- **RAW DATA**:

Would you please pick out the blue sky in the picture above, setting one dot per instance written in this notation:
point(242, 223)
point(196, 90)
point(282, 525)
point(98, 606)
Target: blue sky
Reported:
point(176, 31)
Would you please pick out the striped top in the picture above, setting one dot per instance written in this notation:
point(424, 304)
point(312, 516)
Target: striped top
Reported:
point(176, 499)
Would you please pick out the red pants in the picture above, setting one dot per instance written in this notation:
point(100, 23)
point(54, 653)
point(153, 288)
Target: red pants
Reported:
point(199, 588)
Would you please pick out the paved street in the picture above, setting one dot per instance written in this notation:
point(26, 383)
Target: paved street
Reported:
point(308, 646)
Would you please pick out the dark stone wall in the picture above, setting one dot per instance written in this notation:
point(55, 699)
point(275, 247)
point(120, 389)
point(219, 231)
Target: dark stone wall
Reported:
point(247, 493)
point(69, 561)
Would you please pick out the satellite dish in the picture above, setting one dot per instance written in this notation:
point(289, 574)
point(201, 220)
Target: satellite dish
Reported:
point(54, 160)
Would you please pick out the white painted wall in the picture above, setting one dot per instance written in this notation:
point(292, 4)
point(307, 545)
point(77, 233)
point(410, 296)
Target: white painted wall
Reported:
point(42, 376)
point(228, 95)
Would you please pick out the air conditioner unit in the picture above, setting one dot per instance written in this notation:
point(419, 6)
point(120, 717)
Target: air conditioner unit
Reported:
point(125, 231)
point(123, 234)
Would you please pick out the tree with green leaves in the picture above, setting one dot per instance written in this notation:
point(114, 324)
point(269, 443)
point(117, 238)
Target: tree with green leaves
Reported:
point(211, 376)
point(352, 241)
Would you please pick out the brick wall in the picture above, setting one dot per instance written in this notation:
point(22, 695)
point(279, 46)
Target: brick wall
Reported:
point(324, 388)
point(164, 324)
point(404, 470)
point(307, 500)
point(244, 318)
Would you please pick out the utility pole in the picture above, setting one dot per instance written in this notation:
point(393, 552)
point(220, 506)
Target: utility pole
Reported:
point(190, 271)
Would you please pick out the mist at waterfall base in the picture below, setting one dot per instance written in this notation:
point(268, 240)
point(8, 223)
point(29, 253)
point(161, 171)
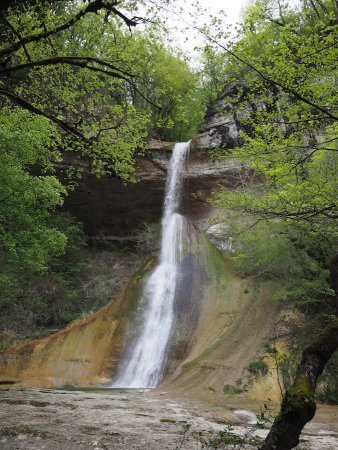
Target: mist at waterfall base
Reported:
point(143, 365)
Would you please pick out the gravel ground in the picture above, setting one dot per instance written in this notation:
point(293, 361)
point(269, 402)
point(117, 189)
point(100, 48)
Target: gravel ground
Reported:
point(36, 419)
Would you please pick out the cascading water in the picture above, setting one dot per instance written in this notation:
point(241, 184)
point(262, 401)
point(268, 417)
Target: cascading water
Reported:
point(146, 362)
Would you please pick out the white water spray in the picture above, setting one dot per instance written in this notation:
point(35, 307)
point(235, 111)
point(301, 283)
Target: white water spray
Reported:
point(146, 362)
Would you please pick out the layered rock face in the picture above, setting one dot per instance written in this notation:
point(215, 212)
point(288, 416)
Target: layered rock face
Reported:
point(111, 210)
point(222, 322)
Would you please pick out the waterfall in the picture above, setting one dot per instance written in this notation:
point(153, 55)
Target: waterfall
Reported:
point(143, 366)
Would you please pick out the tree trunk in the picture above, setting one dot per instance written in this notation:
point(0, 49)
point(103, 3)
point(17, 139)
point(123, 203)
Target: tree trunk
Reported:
point(298, 404)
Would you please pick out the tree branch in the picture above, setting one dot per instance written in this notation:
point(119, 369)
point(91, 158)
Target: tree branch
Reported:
point(298, 405)
point(92, 7)
point(30, 107)
point(83, 62)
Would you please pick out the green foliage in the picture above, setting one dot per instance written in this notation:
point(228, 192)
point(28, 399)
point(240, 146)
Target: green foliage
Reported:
point(238, 388)
point(258, 367)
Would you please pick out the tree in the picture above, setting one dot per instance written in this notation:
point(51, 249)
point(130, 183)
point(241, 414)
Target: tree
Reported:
point(285, 59)
point(75, 78)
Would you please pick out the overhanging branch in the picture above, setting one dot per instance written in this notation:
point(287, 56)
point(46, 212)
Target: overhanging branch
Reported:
point(92, 7)
point(30, 107)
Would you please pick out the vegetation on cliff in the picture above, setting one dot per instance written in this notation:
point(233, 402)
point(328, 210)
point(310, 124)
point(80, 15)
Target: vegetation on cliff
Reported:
point(75, 80)
point(285, 61)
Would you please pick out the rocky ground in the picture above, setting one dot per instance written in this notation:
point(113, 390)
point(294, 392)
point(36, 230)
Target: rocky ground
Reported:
point(153, 420)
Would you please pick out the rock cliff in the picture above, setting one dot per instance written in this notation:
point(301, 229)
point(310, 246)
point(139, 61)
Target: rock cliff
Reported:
point(112, 210)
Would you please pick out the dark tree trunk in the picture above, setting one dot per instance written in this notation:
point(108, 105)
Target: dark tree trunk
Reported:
point(298, 404)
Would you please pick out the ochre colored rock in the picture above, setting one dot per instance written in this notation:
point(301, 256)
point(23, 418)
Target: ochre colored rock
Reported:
point(222, 323)
point(84, 353)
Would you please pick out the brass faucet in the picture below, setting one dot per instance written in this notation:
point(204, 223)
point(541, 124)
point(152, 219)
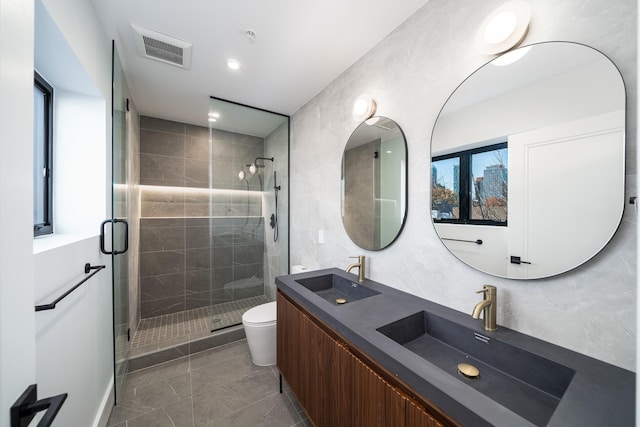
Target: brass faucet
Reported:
point(488, 305)
point(360, 265)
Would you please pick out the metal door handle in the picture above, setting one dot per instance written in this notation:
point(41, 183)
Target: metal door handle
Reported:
point(27, 406)
point(113, 223)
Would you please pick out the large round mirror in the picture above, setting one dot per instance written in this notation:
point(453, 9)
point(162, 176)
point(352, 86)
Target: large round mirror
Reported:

- **EXERCISE DETAILS**:
Go through the data, and copy each line in which the word "with" appears.

- **RESULT FOR THIS TASK**:
Would you please pick out the tree with green leaves in the picture above, setting one dot per instance written in this notation:
Target: tree with green leaves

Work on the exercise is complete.